*Excerto*.
○ ○ ○ ○ ○ ○ ○
O que está errado com o Work-Life Balance?

Começa logo pela própria expressão: work-life balance. Trabalho de um lado, vida do outro. E depois estratégias, tácticas, truques e dicas para equilibrar os dois.
Mas vamos por partes.
O que é o work-life balance. O work-life balance é uma expressão que pretende traduzir a necessidade de as pessoas encontrarem um equilíbrio entre as suas responsabilidades profissionais e as exigências e necessidades da sua vida pessoal, onde se pode incluir a vida familiar, a vida social e as necessidades do próprio indivíduo.
A atenção dada ao work-life balance começou a surgir como resultado da competitividade, da necessidade de dar tudo, de não falhar, que resultou numa enorme pressão da actividade profissional na vida das pessoas. O número de horas dedicadas ao trabalho tem crescido ao longo dos últimos anos, o que reflecte a importância e o espaço que o trabalho ocupa na vida das pessoas. A relevância é tal que a OCDE considera o work-life balance uma prioridade das sociedades e um indicador do OECD Better Life  Index.
A preocupação com o work-life balance é também crescente no meio empresarial. Programas de wellbeing e wellness são cada vez mais comuns, entre outras medidas que procuram estimular os colaboradores a terem em atenção o equilíbrio entre o trabalho e as outras dimensões da vida.
O Heldergroen Design Studio é uma empresa holandesa que deixa muito claro aos colaboradores quando é hora de terminar o dia de trabalho:
Mas para além desta medida, a empresa promove aulas de yoga, almoços e lanches, e momentos de confraternização entre os colaboradores, no mesmo espaço onde antes estavam as secretárias e computadores.
Todas estas medidas, mais ou menos criativas, partem de um pressuposto comum: a dedicação extrema à vida profissional, descurando outras dimensões da vida pessoal, vai inevitavelmente produzir efeitos negativos na vida dos colaboradores e, consequentemente, afectar a sua produtividade e capacidade de acrescentar valor.
Por tudo isto, o work-life balance parece apresentar uma solução muito atractiva. Contudo, a busca desse equilíbrio entre a vida profissional e a vida pessoal é ela própria geradora de tensão. Por isso, em vez de estarmos a eliminar o problema estamos na realidade a acrescentar outro.
O work-life balance parte do princípio que o trabalho é uma coisa e a vida é outra. É por isso uma abordagem que estanca a vida das pessoas em compartimentos diferentes, cada um com o seu respectivo rótulo, “partes” da vida que é só uma. É profundamente discutível que a vida se possa compartimentar desta maneira. Será credível que alguém se consiga abstrair de um problema familiar quando chega ao seu local de trabalho?
○ ○ ○ ○ ○ ○ ○
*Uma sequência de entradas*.

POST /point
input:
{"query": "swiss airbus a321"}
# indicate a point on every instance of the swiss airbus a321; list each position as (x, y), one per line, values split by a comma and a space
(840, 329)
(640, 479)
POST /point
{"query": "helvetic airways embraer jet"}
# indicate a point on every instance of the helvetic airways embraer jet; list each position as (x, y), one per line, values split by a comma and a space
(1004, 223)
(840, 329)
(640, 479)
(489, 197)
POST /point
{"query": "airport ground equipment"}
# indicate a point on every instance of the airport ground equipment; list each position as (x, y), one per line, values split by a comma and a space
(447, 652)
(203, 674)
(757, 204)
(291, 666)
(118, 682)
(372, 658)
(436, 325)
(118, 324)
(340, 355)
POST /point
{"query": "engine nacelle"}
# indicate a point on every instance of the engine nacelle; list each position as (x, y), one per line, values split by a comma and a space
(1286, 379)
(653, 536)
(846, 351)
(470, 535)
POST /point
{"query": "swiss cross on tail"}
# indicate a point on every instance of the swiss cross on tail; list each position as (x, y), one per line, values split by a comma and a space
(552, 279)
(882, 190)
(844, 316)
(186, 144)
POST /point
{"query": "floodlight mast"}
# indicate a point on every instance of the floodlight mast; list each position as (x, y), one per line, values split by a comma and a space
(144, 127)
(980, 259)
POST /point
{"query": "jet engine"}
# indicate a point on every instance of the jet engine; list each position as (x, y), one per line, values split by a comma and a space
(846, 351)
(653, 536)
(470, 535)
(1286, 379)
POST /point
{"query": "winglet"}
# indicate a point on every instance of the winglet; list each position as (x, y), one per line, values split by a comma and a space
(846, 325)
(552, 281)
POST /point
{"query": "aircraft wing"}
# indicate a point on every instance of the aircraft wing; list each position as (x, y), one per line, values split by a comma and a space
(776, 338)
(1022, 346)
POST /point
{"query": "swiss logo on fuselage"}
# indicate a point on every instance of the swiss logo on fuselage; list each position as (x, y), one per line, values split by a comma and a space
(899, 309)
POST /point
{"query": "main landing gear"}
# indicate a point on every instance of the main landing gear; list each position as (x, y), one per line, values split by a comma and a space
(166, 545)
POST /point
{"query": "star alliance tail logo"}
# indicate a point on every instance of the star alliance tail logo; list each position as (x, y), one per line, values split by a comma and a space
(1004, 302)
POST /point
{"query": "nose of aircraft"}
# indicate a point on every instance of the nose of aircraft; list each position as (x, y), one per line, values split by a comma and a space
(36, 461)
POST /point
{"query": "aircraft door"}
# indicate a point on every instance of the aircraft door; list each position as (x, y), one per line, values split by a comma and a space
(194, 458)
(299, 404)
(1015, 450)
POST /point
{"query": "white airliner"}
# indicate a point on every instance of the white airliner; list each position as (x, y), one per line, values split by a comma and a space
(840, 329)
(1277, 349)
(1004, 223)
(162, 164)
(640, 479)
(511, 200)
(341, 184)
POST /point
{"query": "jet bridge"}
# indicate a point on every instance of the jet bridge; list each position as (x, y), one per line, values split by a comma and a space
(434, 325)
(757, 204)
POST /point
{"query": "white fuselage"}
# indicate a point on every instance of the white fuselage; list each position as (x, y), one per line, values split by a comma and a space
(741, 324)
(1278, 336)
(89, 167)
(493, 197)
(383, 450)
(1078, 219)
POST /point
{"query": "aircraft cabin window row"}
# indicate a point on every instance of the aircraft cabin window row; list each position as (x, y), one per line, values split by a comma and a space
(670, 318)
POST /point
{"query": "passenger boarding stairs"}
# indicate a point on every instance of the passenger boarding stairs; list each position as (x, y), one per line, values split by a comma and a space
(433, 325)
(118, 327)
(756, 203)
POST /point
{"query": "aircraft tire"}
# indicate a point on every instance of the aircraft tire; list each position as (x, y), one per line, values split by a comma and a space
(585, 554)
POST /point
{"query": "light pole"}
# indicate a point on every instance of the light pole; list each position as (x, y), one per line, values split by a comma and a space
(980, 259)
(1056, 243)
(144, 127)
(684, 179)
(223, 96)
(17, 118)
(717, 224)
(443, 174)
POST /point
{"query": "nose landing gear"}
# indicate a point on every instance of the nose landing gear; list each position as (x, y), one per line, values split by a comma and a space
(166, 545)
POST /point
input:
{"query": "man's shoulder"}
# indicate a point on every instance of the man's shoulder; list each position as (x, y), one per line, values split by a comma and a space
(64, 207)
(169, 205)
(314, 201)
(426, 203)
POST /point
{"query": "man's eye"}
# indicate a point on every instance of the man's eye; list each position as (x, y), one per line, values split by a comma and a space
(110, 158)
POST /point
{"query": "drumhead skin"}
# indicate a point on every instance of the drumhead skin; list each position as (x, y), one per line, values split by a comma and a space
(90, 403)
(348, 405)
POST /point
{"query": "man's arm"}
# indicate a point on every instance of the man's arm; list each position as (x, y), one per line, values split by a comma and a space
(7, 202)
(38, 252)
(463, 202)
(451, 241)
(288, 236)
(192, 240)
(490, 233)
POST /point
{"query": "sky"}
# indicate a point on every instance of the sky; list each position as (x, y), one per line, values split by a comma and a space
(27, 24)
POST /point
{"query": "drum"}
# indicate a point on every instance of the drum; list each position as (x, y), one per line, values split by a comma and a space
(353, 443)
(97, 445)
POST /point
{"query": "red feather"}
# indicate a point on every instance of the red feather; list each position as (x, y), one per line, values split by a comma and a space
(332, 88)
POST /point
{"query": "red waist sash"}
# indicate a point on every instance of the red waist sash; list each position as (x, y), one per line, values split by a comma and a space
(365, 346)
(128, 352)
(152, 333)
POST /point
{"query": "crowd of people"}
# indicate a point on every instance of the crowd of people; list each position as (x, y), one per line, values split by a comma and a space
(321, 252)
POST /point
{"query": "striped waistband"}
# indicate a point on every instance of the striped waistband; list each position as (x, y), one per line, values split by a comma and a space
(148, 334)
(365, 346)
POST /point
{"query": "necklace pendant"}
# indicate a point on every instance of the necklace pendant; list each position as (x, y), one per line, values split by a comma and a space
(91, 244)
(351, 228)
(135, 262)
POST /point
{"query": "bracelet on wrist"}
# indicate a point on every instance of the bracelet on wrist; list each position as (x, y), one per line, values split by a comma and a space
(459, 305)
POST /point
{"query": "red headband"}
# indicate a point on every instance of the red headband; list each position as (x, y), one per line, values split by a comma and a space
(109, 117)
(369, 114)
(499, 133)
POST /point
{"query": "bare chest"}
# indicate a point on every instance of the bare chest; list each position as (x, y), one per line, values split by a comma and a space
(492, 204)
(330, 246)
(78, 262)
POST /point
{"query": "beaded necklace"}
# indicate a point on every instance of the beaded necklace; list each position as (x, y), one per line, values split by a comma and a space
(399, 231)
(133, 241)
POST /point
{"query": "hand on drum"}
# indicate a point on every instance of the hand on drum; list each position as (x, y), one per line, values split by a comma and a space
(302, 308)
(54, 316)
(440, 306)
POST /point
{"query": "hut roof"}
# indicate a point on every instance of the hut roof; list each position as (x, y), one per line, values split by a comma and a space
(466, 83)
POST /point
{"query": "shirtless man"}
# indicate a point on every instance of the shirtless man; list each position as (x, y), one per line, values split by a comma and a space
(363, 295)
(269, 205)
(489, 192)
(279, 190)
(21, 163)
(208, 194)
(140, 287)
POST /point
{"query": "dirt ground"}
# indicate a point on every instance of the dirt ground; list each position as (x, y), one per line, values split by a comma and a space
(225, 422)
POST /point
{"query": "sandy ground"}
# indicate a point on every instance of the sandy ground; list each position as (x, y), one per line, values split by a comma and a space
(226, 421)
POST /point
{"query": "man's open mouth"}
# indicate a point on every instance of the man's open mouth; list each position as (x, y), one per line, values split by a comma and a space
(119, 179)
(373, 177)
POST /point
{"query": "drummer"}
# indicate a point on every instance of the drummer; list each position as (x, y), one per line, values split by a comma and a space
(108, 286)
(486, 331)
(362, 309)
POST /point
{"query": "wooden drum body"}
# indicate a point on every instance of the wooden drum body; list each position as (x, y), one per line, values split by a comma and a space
○ ○ ○ ○ ○ ○ ○
*Tarefa*.
Por favor, transcreva do excerto o trecho que começa nas palavras "A preocupação com" e termina logo após "dimensões da vida.". Use apenas o excerto para responder.

*Resposta esperada*.
A preocupação com o work-life balance é também crescente no meio empresarial. Programas de wellbeing e wellness são cada vez mais comuns, entre outras medidas que procuram estimular os colaboradores a terem em atenção o equilíbrio entre o trabalho e as outras dimensões da vida.